Nothing in the copy should be a picture; everything else in the listing is to be restated exactly.

══════

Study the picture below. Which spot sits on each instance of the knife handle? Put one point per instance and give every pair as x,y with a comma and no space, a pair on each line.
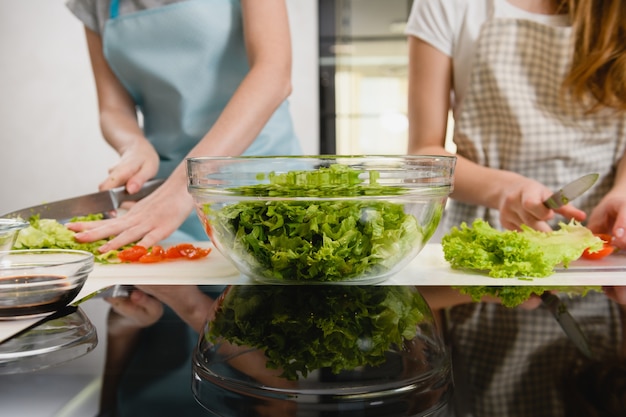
120,195
555,201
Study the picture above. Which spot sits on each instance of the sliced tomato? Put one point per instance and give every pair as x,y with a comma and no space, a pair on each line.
606,250
132,254
158,254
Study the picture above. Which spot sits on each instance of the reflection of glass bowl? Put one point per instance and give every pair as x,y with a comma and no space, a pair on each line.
321,351
9,229
321,219
35,282
51,343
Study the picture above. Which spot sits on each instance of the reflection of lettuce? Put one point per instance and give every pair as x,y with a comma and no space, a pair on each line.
304,328
317,240
50,234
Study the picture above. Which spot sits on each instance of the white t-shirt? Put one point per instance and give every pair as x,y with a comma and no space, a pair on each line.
453,27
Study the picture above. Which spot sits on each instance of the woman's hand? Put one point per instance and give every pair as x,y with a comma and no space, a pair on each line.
147,222
139,162
522,203
609,217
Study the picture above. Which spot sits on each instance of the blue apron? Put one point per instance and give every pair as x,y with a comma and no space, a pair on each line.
181,63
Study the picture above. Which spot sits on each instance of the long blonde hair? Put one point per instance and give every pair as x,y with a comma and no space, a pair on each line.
598,74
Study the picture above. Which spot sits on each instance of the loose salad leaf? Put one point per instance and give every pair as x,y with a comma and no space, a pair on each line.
507,254
302,328
317,239
529,253
49,234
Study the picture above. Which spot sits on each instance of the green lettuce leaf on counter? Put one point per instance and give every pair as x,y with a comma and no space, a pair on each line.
50,234
509,253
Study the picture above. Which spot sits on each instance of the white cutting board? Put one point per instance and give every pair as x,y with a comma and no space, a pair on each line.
428,268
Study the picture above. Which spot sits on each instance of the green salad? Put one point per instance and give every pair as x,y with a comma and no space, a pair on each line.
304,328
317,239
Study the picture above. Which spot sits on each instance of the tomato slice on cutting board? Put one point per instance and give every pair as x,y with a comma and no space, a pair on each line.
606,250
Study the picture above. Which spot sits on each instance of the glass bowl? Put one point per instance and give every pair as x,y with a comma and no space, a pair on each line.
320,219
9,229
314,350
36,282
54,342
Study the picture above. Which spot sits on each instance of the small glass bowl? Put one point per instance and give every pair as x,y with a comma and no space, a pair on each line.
36,282
296,350
320,219
9,229
54,342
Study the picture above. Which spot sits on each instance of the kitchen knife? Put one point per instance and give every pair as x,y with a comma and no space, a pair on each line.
102,202
567,322
571,191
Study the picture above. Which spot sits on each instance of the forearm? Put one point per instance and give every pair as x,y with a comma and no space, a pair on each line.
470,179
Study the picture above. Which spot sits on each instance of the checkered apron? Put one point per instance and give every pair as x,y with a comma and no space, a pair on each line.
508,361
514,117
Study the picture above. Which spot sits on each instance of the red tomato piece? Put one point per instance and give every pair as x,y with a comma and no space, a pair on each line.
606,250
132,254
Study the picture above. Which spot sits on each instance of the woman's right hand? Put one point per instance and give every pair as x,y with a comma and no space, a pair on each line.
522,203
139,162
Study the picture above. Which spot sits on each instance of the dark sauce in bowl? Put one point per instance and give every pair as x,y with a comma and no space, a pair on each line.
35,295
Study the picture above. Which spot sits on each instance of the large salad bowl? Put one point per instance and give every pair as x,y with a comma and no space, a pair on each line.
320,219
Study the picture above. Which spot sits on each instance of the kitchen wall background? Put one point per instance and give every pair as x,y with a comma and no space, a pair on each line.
51,148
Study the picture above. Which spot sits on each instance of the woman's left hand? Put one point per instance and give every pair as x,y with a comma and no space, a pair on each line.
146,222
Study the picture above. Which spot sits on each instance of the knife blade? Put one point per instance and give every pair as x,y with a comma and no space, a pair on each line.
102,202
567,322
571,191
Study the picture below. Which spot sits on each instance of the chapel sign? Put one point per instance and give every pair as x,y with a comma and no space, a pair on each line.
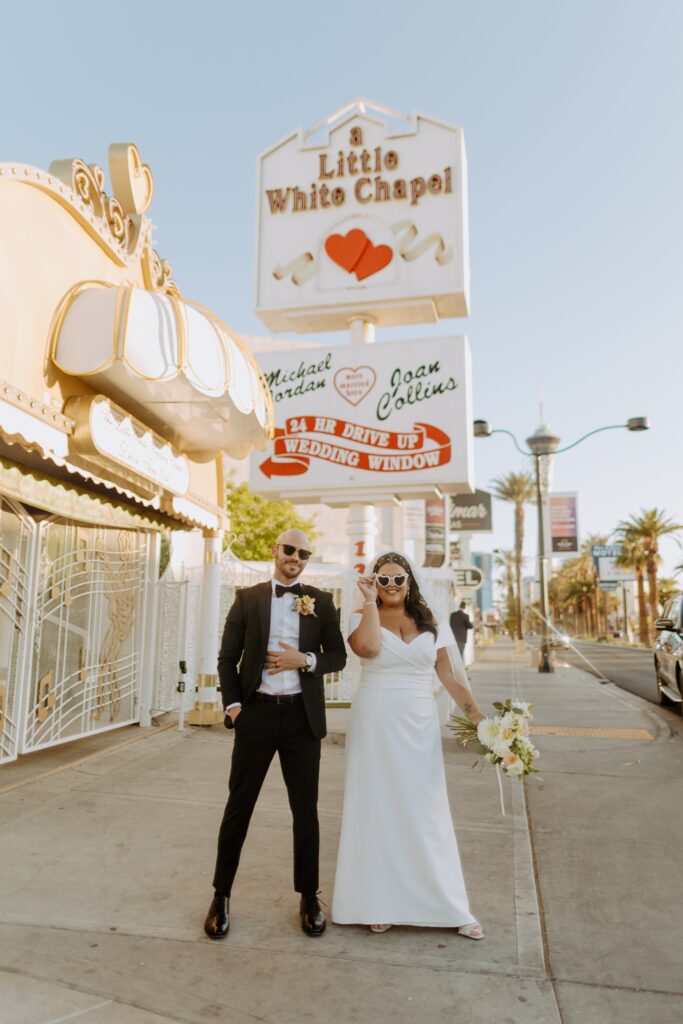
364,221
375,422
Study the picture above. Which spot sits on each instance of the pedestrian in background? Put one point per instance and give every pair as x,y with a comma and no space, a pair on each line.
460,624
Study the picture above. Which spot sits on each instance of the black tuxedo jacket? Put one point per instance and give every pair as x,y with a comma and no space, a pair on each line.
245,645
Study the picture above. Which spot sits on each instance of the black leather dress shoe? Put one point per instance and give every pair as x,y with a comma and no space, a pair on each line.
312,919
217,922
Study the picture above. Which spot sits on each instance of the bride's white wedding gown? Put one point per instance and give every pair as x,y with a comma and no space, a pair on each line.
398,860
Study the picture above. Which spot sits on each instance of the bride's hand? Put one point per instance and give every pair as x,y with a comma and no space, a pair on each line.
368,587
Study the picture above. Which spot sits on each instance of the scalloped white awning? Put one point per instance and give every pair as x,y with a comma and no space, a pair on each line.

══════

Written answer:
Study the picture below. Which spot sits on each instance of the knife handle? Put one point per instance and give every pair as x,y with a comma and no space, a pair on each line.
120,195
555,201
Study the picture above. Which spot sits on each instance of the sliced tomato? Put one point per instance and give every pair as x,y with a comma and no space, a pair on each line.
606,250
132,254
158,254
Study the picture above. Which spot sits on each instance of the reflection of glass bowl? Put one point per instance and give every pair as x,y with a comma and no space, a pair on each line.
321,351
9,229
321,219
35,282
51,343
Study the picture above. Which spot sits on each instance of the reflection of lettuce? Put one point per instance and give every pair as x,y with a comma and no space, a pair on each line.
304,328
317,240
50,234
Study the picture above. Which spot sits on each instance of the white t-shirt? Put one point per instance and give every pair as x,y with a comma and no space, a pair on each line.
453,27
Study the picture above. Which spot sits on each instance of the woman's hand? Put one point per instance and give every pair as x,y with a comma and no space, a pair on each line.
147,222
139,162
522,203
609,217
Study the picture above. Which spot sits on each instance of the blue apron? Put one point per instance and give every pair as x,y with a comma and no space, a pair on each line.
181,63
Study the picture above. Which spot sits on each instance of the long blonde hair? Put one point per instance and give every pair as x,y with a comma and no space, a pair on each line.
598,74
Study the picture above. Which spot sits on each instance of the loose salad leaf? Put one point per instance and give every pair as x,y with a comma and no space, a pair on each line.
507,254
302,328
317,239
529,253
49,234
Study the picture above. Which spot sits on each instance of the green lettuce leaf on counter? Put one point per instance and give every pair as x,y with a comma and no space, a pair on each line.
50,234
509,253
Study the picture above. Which spot sits on each instance of the white cutting board? Put one point per instance and give every pair as x,y with a comma and no space, a pair on each line.
428,268
Study the picture above. Which spot sits on each instance of the green salad? Put one point per instance and give every pair as x,y with a comma and no space, a pair on each line.
304,328
317,239
Study the picture above. Which spot sits on each instance of the tomato slice on cutting board? Put one point per instance and give every pair as x,y with a comma and no space, a pair on each line.
606,250
Study the picture above. Which spot sits on each instance of the glass bowl? Put one point per instance and give every pair as x,y with a comma and no space, a pair on each line.
320,219
9,229
314,350
36,282
54,342
Study the picture above. Which spot sits on each instance of the small glass bowl? Put one point per instance and give every pair as x,y with a comma and no space, a pair on each line.
36,282
296,350
320,219
9,229
54,342
Study the picture above. Which spot sits on each instance of the kitchen knife? Put one point per instance and give every pair as x,y with a comma and no space, a pair on each line.
102,202
567,322
571,191
Study the picture above. Which spot sits on each instance of the forearm? Put one point per instance and give every pair as x,y with a comma and no space, a pair on each line.
470,179
Study the picture above. Which spot sits on each instance of the checkered apron? Put one point per instance and give every pair as x,y with a comma and no space, a pair on each line.
508,361
514,117
Study the picture above. Which spot sits on each instance of the red tomato piece? Put one point per instance and give every pair as x,y with a comma and no space, a pair on each line.
606,250
132,254
Study the picture above. Which spot sits on each instance of the woman's right hand? Put one point per instance and give every pair as x,y with a comma and no space, a pair on each line.
522,203
139,162
Study the picture above. Which spot sits on each instance of the dark sauce in bowl? Put one point per instance and give every pair as x,y with a comma and no space, a pair on each line.
35,295
Study the picture above. Which spot sits on each instance of the large salad bowl? Put one point per instance and give every pair as x,y with a comma and no space, a pair on each line.
320,219
Study the picture above. Which spot sits on each instance of the kitchen wall background? Put one point per instance and give every pair as x,y with a comma and no space, a pair on each line.
51,148
Study the picture above. Which spot sits on each instance of the woman's left hand? Put one point per instance and give every pair as x,y with a comma and no space, a pair on each line.
146,222
Study the picture above. Which spot sits on each instance of the knife blade? Put one point per instance and give every pair as x,y with a comma and no space, a pair on each line.
102,202
567,322
571,191
Study the picture below. Which spot sits on each instance of the chapel sign? Put one point per instance and give every pair as x,y with a comma and no space, a pair on each line.
364,221
375,422
Study the picture above. Which spot sits on each instance of the pedestrian in background? Put one point per instance and give every pair as x,y with a comma and no space, a pair on each line.
460,624
Study the picture above. Which spot sits on each instance of the black tuxedo jacket? Put one point per instance and give every pair as x,y with a comma and no space, a pair on each line.
245,645
Study the picture above. Which spot sits on each instance of the black leather dress shoe? Put one point per instance and give every pair as x,y with a comma and no space, a pair on each line.
312,919
217,922
Study the picture above. Which spot sits on each instance of the bride's white wedding gown? Put one point per instance and give every pair as x,y with a comma and no space, a pair on each line.
398,860
Study the picture above. Which spot sits on each instance of the bride's hand? Put one point per instance and give every pair as x,y with a comma and no space, a pair on each line.
368,587
Study the picture above. Which spot sits on each instance of the scalloped white awning? Put one point per instance and give every pair as x,y with a comma and no space, a pair on each line.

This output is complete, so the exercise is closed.